아래 기록 전체를 빈 줄 없이 한 줄씩 번호 목록으로 바꾸세요. 그림은 답에 넣지 마세요.
##### 데이터 발췌
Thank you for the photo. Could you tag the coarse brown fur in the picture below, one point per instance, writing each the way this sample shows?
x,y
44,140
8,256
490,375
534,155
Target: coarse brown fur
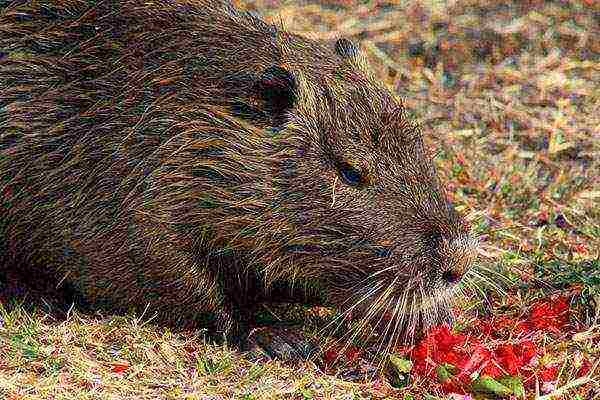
x,y
189,159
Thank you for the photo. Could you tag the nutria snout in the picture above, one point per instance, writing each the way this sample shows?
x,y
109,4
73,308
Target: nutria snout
x,y
193,160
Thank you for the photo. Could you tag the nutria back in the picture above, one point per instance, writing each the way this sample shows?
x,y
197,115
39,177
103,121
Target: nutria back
x,y
191,160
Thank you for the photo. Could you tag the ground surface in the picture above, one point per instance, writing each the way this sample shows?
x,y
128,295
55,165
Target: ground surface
x,y
509,96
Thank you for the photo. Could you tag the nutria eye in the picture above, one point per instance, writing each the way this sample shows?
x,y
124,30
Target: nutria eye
x,y
350,175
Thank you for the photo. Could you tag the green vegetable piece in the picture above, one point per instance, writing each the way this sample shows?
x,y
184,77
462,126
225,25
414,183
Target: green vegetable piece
x,y
515,384
487,384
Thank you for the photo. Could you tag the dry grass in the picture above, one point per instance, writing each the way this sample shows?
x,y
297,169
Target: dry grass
x,y
509,95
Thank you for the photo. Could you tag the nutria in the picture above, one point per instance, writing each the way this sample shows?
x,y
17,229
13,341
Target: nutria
x,y
189,159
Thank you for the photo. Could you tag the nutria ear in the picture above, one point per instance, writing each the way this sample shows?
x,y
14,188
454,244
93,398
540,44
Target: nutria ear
x,y
276,88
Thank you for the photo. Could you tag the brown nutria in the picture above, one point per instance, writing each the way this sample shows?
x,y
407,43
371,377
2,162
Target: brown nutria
x,y
192,160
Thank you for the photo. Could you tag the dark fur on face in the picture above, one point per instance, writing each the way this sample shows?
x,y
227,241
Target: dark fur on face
x,y
196,160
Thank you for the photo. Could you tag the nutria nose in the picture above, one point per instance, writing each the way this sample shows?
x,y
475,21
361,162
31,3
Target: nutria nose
x,y
457,257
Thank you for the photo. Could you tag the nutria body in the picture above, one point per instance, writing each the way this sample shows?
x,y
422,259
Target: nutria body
x,y
184,158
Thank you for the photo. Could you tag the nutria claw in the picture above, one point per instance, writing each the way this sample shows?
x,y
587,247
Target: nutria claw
x,y
282,343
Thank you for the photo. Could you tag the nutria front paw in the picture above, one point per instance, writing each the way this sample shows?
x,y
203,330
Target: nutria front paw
x,y
282,343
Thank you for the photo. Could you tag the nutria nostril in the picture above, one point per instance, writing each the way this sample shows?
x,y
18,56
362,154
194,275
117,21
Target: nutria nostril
x,y
197,161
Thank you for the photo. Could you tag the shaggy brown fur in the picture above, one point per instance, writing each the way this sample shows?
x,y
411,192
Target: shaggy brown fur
x,y
190,159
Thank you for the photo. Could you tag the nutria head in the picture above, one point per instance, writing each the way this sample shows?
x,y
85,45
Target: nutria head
x,y
351,205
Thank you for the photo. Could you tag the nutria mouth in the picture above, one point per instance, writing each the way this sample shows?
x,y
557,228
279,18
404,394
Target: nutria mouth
x,y
187,159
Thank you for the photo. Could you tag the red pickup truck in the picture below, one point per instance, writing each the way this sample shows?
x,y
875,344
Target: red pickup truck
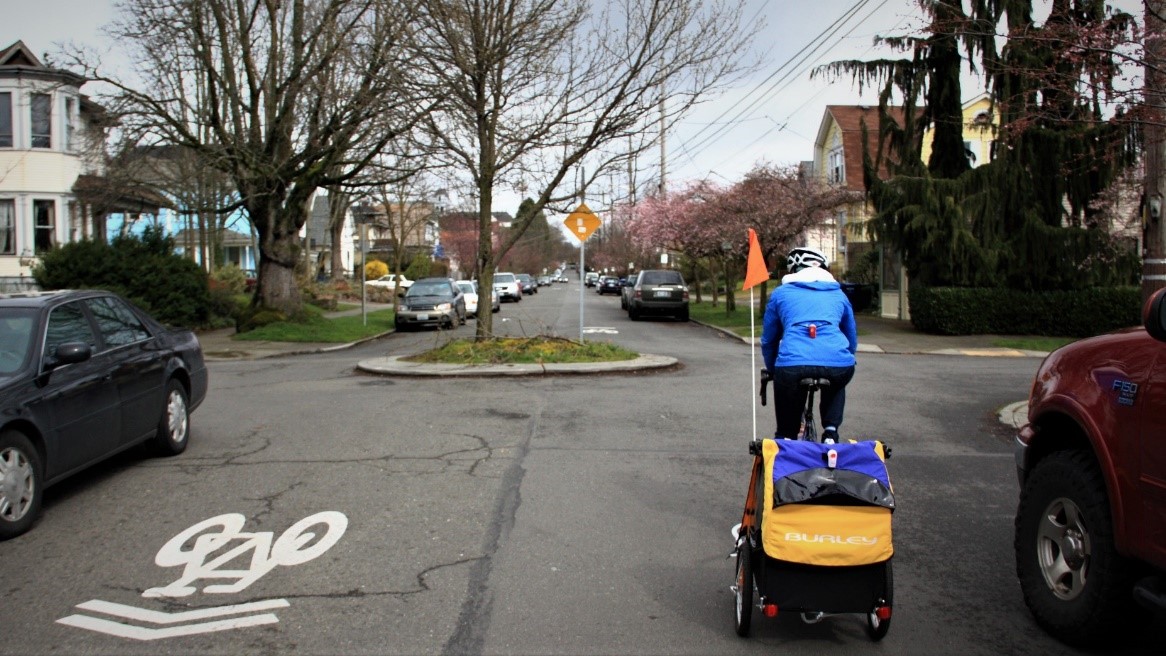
##########
#### 풀이
1. Thank you for the photo. Could you tag the coarse brown fur in the picture below, one point per instance, writing each the way this sample shows?
2. x,y
3. 44,140
4. 8,256
5. 490,375
6. 534,155
7. Target: coarse brown fur
8. x,y
9. 189,159
10. Thank you for the photo. Could you tag the nutria snout in the picture above, one point per instance, writing each the way this sample shows?
11. x,y
12. 109,4
13. 73,308
14. Target: nutria snout
15. x,y
16. 193,160
17. Thank you for the photo. Could you tag the nutria back in the picture above, one point per instance, writing each the way this sample shows?
18. x,y
19. 197,115
20. 39,177
21. 103,121
22. Target: nutria back
23. x,y
24. 191,160
25. Thank you for the photo. Could you tag the ground surface in the picture above, one point per instance, writing each the way this sample shows?
26. x,y
27. 128,295
28. 55,165
29. Target: ground surface
30. x,y
31. 509,96
32. Thank you for the photo. Could you tag the nutria eye in the picture above, one point per instance, writing each the way this sample shows?
33. x,y
34. 124,30
35. Target: nutria eye
36. x,y
37. 350,175
38. Thank you for the photo. Could you tag the green vegetable piece in the picture above, one point per instance, writing each the way this sample shows?
39. x,y
40. 184,77
41. 462,126
42. 225,25
43. 414,183
44. Target: green vegetable piece
45. x,y
46. 515,384
47. 487,384
48. Thank you for the photo. Could you tag the dry grass in the picture above, one point per instance, writing each the way this sample shows?
49. x,y
50. 297,169
51. Target: dry grass
52. x,y
53. 509,95
54. Thank you for the photo. Could you tag the nutria in the picture above, one point per instance, writing each the way this sample shows?
55. x,y
56. 17,229
57. 13,341
58. Target: nutria
59. x,y
60. 189,159
61. Thank you for the photo. Could you tag the nutria ear in the picture above, one point per instance, writing each the way this sample shows?
62. x,y
63. 14,188
64. 454,244
65. 93,398
66. 540,44
67. Target: nutria ear
68. x,y
69. 276,88
70. Thank you for the photo. Could you tag the brown nutria in the picture above, one point per instance, writing each the way this sample shows?
71. x,y
72. 407,43
73. 371,377
74. 2,162
75. Target: brown nutria
76. x,y
77. 192,160
78. Thank you for the photo. Could you tag the dark fur on face in the picture above, one point per instance, writing each the way this sample shows?
79. x,y
80. 227,241
81. Target: dark fur on face
82. x,y
83. 196,160
84. Thank you for the photo. Could you tag the nutria nose in the picture above, one point per instance, writing each the way this sample shows?
85. x,y
86. 475,21
87. 361,162
88. 31,3
89. Target: nutria nose
90. x,y
91. 457,257
92. Thank you for the photo. Could you tag the nutria body in the picture above, one point per instance, writing each the way this sample shows?
93. x,y
94. 422,259
95. Target: nutria body
96. x,y
97. 184,158
98. Thank you for the photo. Could you tag the nutria claw in the picture above, one point per instance, writing each the way this sample shows?
99. x,y
100. 587,247
101. Target: nutria claw
102. x,y
103. 282,343
104. Thank you for the photo. Could you tag the nutria front paw in the picture above, one point per instance, writing each the way this sample shows?
105. x,y
106. 203,330
107. Target: nutria front paw
108. x,y
109. 282,343
110. Thank you for the photo. Could you tag the nutria nostril in the picture above, one point per instance, writing each the way this sample shows?
111. x,y
112. 18,56
113. 362,154
114. 194,275
115. 117,21
116. Target: nutria nostril
117. x,y
118. 197,161
119. Thank you for the photo. Could you tag the shaggy brown fur in the picture above, one point per instance, writing each the way this sample shows?
120. x,y
121. 411,192
122. Target: shaggy brown fur
123. x,y
124. 190,159
125. Thank you for the photo. Could you tag the nutria head in the picture above, one point per instance, writing each the way this sample shows?
126. x,y
127. 85,45
128. Target: nutria head
129. x,y
130. 351,205
131. Thank you for the photo. Could you tag the nutria mouth in the picture above, one point per instance, writing each the way this sample shows?
132. x,y
133. 557,228
134. 279,18
135. 404,394
136. Target: nutria mouth
137. x,y
138. 187,159
139. Thank you for the photo. Could you tag the red pickup truck in the picture below, one point per instance, writing each the way this sample shows?
140. x,y
141. 875,344
142. Target: red pickup truck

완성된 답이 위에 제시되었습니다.